- _EXCERPTED PASSAGE_

I was happy this morning to cast my vote for Proposal 3, which will, “Establish new individual right to reproductive freedom, including right to make and carry out all decisions about pregnancy, such as prenatal care, childbirth, postpartum care, contraception, sterilization, abortion, miscarriage management, and infertility.”

I felt satisfied with coming for Prop 3, because it was a form of direct democracy. If Prop 3 passes, it will be enacted. Period. End of story. It won’t be left up to the legislature to try to maybe make reproductive freedom possible, it will make reproductive freedom a reality in Michigan.

Too bad there are not more ballot initiatives that we could vote for, like guaranteeing that everyone will earn enough money to take care of housing, health care, food, transportation and educational needs. Too bad there was not a ballot initiative to defund and abolish the police, despite the fact that the largest protest movement in US history – from 2020 to the present – has been demanding that. Too bad there wasn’t a ballot initiative to pay reparations to Black people. Too bad there wasn’t a ballot initiative that would end Settler Colonialism, give land back to indigenous nations and pay reparations for the centuries of harm done. Too bad that Climate Justice was not on the ballot, especially since the future of ecosystems, human and non-human species is at risk of surviving.

- _SUPPLIED DATA_
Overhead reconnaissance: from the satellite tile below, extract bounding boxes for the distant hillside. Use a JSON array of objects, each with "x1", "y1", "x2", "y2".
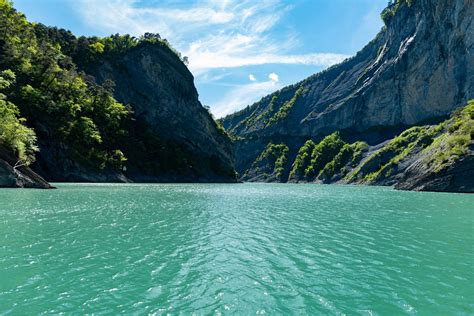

- _STATED EXERCISE 1_
Reproduce the stretch of the passage on Proposal 3 from "Too bad there are" through "risk of surviving.".
- _STATED EXERCISE 2_
Answer these questions from the passage on Proposal 3:
(a) In which state would Proposal 3 make reproductive freedom a reality?
(b) What time span does the passage give for the largest protest movement in US history?
(c) What reason does the writer give for feeling satisfied with voting for Prop 3?
- _STATED EXERCISE 3_
Decide whether each statement agrees with the passage on Proposal 3. Answer yes or no, and quote the words that decide it.
(a) The writer voted for Proposal 3 in the morning.
(b) If Prop 3 passes, reproductive freedom will be left up to the legislature.
(c) Climate Justice was on the ballot.

- _EXERCISE OUTPUT 1_
Too bad there are not more ballot initiatives that we could vote for, like guaranteeing that everyone will earn enough money to take care of housing, health care, food, transportation and educational needs. Too bad there was not a ballot initiative to defund and abolish the police, despite the fact that the largest protest movement in US history – from 2020 to the present – has been demanding that. Too bad there wasn’t a ballot initiative to pay reparations to Black people. Too bad there wasn’t a ballot initiative that would end Settler Colonialism, give land back to indigenous nations and pay reparations for the centuries of harm done. Too bad that Climate Justice was not on the ballot, especially since the future of ecosystems, human and non-human species is at risk of surviving.

- _EXERCISE OUTPUT 2_
(a) Michigan.
(b) From 2020 to the present.
(c) It was a form of direct democracy.

- _EXERCISE OUTPUT 3_
(a) Yes: "I was happy this morning to cast my vote for Proposal 3"
(b) No: "It won’t be left up to the legislature"
(c) No: "Too bad that Climate Justice was not on the ballot"